Rewrite the reply from the words "Finally, I would" through "further historical research.", putting "critique" in place of "review".

Text:
==========
Solomon regrets that I have concentrated too much on political matters, which is a fair point, but this is, in fact, arises from the nature of the investigation. However, he is correct in pointing this out since material on social aspects of Spanish anarchism is relatively limited in English, although there is a wealth of source material, in comparison with work available in Spanish.
Another issue I have relates to the last paragraph – the enduring Marxist versus Anarchist animosity. In general, I believe that this has abated in recent years (particularly among younger historians!), but Hobsbawn's book is still constantly cited by students – especially here in Argentina – and so had to be mentioned. In relation to the term anarco-bolsheviks, while I agree it is problematic (in the book I added ‘so-called’), it is, in fact, not my own. The term comes from Los anarquistas españoles y el poder, a book by Cesar M. Lorenzo (the son of a CNT General Secretary and FAI member during the Civil war). To an extent, it helps to demonstrate the confusion at the time –olo for example, the Spanish police seemed not to differentiate between bolshevism and anarchism – within and without the ranks of anarchism not just in Spain but elsewhere. I am currently studying the anarchist movement in Argentina in the 1920s and here too there was a group labelled ‘anarcobolchevique’ who perhaps are more deserving of the title. In Spain the term was to describe a more militant, in terms or revolutionary action rather than ideology, group by their opponents within the CNT due to the former’s apparent desire to be some form of vanguard movement which would contribute to the genesis of the revolution. A historian is obviously tied by what went before.
Finally, I would like to say that the review captures the main ideas of a subject I feel needs to be revisited in English and I trust that any limitations the book may have will be addressed in further historical research.
==========
Source data:
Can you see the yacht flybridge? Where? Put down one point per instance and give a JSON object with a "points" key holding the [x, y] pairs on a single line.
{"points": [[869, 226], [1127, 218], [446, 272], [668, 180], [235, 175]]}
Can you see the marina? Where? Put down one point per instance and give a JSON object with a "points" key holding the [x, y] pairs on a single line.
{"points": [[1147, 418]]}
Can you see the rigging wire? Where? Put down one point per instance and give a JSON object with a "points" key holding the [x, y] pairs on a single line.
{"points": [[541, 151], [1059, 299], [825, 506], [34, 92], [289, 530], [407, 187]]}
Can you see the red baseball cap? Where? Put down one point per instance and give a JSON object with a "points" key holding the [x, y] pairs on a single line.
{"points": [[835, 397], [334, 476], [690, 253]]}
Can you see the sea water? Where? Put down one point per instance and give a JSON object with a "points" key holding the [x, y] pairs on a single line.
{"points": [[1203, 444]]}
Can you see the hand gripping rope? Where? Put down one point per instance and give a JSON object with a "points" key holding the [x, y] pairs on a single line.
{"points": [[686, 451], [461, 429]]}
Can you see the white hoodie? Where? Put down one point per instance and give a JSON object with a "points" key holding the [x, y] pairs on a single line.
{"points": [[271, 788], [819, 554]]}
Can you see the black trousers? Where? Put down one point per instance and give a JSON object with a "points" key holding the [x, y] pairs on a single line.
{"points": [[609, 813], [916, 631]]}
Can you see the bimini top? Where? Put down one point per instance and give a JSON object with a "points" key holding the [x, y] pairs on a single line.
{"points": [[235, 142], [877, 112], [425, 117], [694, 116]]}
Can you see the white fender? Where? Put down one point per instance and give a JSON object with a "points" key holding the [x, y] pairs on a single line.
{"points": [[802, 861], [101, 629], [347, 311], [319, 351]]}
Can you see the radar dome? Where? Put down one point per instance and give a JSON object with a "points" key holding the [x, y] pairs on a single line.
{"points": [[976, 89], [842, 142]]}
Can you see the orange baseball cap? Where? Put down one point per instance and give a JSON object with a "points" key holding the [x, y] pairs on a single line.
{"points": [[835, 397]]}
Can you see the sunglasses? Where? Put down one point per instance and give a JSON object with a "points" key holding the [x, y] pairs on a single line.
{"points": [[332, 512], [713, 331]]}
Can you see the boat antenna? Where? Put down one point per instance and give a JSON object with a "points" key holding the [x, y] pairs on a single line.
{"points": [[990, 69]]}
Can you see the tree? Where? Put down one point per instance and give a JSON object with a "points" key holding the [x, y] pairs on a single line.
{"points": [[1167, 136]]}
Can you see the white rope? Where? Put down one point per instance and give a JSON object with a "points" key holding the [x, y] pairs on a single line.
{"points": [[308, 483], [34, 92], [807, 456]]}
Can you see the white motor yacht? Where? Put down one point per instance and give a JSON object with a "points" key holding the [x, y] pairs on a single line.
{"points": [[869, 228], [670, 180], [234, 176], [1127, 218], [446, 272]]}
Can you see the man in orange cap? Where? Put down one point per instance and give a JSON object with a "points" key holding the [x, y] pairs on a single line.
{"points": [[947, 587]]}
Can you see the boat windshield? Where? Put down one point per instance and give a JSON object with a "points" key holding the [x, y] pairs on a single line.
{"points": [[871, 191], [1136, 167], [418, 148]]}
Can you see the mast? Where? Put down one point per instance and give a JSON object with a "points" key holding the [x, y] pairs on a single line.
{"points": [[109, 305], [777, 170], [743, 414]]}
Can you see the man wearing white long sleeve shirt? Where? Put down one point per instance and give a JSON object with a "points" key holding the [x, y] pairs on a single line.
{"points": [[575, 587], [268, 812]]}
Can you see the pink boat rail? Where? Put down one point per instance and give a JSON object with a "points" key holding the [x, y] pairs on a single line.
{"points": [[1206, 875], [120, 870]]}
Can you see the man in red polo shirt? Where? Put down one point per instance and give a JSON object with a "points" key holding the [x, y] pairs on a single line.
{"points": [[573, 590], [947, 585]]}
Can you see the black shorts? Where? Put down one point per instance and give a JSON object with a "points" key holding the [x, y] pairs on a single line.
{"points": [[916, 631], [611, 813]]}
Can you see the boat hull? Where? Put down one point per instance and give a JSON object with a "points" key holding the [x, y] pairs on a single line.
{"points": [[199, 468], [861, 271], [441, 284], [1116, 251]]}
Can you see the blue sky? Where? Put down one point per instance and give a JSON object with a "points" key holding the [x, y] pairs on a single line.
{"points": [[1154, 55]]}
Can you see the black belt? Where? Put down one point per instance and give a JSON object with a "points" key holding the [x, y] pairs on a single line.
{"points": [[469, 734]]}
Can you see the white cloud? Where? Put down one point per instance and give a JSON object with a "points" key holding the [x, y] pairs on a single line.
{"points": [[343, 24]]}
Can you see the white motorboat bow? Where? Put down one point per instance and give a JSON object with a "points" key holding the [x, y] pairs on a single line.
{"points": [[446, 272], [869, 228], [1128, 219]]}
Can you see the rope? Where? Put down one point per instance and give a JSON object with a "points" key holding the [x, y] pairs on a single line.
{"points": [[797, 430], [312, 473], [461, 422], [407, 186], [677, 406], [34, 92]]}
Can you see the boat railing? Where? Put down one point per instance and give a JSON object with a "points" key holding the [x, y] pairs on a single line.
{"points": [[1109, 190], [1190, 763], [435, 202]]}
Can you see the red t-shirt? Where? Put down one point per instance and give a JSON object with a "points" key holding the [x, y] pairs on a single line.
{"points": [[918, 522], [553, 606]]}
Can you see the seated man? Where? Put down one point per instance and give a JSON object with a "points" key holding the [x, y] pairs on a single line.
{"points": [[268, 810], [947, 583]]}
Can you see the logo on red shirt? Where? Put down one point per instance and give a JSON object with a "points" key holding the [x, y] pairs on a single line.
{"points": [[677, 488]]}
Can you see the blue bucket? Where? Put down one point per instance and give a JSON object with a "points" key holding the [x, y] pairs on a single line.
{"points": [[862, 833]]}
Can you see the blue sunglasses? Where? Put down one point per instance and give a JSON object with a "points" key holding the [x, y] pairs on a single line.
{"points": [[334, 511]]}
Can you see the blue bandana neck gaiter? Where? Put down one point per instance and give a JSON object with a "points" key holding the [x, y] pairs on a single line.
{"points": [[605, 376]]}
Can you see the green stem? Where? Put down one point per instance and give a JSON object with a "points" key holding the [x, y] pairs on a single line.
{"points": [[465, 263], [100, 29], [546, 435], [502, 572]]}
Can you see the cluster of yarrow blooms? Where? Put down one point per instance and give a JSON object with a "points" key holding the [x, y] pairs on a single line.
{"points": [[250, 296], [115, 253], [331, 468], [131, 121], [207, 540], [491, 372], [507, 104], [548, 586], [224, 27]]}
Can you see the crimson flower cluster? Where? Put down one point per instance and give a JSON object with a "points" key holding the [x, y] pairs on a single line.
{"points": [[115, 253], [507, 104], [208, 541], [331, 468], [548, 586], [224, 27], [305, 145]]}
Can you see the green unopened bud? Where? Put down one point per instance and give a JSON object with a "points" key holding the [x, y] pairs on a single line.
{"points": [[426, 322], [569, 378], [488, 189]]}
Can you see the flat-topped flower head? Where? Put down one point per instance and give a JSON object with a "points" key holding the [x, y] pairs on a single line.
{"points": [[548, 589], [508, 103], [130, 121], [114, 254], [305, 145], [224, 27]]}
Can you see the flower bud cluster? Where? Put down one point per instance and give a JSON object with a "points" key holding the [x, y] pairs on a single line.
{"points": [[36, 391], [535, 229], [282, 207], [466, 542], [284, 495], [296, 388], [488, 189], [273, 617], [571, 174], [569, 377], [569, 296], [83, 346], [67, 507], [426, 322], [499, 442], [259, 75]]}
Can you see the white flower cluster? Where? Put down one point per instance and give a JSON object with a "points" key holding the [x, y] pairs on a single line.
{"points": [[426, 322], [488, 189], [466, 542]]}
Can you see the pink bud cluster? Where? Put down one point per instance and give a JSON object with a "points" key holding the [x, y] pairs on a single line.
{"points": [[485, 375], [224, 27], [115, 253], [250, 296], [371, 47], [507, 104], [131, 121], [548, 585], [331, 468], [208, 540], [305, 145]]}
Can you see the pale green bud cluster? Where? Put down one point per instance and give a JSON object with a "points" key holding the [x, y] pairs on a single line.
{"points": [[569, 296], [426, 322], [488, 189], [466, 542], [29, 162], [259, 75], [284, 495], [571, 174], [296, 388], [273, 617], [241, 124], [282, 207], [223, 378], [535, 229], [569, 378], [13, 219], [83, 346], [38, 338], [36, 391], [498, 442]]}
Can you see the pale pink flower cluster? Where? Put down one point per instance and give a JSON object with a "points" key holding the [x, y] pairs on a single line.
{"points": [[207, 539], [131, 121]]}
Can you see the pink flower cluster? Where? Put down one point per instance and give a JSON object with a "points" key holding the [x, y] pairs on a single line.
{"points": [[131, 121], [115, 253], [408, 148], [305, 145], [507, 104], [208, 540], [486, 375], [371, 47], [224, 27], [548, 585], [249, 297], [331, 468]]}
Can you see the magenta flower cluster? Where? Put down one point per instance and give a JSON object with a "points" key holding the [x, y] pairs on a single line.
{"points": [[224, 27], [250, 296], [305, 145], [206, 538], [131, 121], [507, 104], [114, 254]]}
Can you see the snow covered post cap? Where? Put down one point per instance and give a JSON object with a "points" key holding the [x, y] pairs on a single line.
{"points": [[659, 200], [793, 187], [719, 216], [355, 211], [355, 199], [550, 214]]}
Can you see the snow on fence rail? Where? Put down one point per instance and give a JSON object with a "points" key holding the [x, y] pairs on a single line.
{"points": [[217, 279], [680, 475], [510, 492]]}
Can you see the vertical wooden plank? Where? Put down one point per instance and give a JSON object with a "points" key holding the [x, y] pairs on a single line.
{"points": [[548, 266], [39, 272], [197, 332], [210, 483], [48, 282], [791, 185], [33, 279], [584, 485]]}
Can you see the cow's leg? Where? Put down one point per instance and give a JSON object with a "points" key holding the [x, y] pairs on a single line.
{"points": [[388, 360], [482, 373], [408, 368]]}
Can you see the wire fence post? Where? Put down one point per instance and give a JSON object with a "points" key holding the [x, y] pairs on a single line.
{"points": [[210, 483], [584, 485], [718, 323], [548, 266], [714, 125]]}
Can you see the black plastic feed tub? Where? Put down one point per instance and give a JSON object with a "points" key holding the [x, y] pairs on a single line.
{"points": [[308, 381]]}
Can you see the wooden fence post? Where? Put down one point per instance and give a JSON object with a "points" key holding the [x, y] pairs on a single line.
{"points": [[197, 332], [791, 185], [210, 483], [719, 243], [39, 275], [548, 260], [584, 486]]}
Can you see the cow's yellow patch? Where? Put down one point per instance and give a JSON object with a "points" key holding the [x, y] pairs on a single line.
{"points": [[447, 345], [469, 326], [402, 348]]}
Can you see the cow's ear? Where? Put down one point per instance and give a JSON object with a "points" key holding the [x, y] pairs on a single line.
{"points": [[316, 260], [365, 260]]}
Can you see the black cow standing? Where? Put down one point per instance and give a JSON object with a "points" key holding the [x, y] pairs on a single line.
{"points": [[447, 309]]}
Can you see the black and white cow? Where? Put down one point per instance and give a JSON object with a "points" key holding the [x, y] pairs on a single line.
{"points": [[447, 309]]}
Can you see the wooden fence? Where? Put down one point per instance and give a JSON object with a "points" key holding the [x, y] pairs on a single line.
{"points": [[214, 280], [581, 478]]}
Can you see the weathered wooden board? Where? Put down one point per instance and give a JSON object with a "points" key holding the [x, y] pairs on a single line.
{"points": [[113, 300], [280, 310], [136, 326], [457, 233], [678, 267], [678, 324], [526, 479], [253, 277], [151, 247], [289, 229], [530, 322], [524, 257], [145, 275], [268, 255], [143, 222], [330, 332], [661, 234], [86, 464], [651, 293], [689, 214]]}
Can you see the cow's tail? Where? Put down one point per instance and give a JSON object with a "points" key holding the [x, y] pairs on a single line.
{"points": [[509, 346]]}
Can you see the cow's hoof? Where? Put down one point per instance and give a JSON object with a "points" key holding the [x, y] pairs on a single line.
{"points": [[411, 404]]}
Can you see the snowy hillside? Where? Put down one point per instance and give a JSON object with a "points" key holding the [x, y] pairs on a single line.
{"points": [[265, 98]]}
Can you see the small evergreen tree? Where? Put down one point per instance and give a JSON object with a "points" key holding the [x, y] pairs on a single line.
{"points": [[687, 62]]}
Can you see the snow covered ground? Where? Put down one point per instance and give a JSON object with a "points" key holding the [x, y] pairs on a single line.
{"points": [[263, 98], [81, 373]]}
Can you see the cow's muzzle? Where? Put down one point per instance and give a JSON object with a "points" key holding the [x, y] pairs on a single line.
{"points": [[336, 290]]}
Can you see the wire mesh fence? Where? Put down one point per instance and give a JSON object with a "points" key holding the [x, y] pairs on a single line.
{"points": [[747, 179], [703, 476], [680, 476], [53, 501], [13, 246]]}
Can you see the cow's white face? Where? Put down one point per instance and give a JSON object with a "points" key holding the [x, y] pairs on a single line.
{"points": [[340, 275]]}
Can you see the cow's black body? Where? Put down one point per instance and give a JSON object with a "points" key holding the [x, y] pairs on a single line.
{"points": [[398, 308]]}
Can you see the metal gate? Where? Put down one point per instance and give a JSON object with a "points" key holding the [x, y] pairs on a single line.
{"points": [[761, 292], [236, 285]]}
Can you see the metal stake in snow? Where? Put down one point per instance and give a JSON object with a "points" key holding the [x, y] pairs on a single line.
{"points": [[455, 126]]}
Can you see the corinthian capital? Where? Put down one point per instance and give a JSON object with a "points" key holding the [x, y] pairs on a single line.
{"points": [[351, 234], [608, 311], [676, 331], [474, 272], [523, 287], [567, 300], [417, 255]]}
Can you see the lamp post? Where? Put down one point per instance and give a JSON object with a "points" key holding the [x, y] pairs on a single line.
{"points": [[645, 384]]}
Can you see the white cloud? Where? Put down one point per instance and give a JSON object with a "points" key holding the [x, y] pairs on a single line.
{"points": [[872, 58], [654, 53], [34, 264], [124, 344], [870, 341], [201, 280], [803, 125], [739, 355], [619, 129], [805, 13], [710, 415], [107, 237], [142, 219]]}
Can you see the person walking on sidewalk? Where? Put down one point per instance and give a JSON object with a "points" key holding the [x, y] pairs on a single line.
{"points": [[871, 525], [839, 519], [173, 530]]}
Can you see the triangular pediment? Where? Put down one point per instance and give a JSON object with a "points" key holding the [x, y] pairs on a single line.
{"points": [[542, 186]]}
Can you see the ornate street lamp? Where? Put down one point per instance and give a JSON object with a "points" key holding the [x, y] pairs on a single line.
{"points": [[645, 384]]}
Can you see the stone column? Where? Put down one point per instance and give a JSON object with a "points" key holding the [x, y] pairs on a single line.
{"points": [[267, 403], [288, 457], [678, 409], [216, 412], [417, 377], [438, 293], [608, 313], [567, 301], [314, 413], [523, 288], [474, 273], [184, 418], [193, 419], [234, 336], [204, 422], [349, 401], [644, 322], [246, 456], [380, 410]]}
==========
Written answer:
Finally, I would like to say that the critique captures the main ideas of a subject I feel needs to be revisited in English and I trust that any limitations the book may have will be addressed in further historical research.